begin AVAILABLE DATA

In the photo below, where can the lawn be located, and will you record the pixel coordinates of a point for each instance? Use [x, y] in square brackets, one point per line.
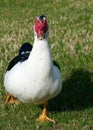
[71, 44]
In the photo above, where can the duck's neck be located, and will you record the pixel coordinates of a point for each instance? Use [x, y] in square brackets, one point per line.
[41, 51]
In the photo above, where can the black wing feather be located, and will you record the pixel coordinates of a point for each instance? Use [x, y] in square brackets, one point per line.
[19, 58]
[24, 53]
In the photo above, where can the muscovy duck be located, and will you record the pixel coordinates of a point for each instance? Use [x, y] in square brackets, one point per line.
[32, 76]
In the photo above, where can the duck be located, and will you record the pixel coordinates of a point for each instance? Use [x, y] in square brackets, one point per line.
[33, 76]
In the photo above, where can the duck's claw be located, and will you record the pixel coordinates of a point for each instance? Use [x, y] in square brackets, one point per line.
[43, 118]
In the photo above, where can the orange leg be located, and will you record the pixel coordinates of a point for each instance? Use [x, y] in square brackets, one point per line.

end AVAILABLE DATA

#### [TASK BRIEF]
Can you repeat every line above word for word, leaving out the picture?

#### [RESULT OF THIS TASK]
In the photo below, where can the lawn be located, and will you record the pixel coordinates of a point for each instance? Use [x, y] in square brackets, one point per line.
[71, 44]
In the photo above, where can the duck's neck be located, and will you record the pixel coordinates of a point for each instance? Use [x, y] in square brackets, one point per line.
[41, 51]
In the photo above, where can the black wing feather be located, and will you record the pixel coordinates of a point for each instance? Use [x, y] in square brackets, one point per line.
[19, 58]
[24, 53]
In the photo above, where can the muscovy duck be located, and will you record the pixel coordinates of a point for each instance? Use [x, y] in square brackets, one point per line.
[32, 76]
In the photo above, where can the duck be located, and will you record the pixel coordinates of a point for each instance? Use [x, y] in square brackets, one point per line.
[33, 76]
In the photo above, where can the duck's claw be located, and will you record the pixel coordinates of a point for each instance? Use [x, y] in square brackets, one point per line.
[43, 118]
In the photo above, where can the orange leg be located, and will you record the pixel coordinates of a point for each instance? Use [x, y] in square brackets, one point per line.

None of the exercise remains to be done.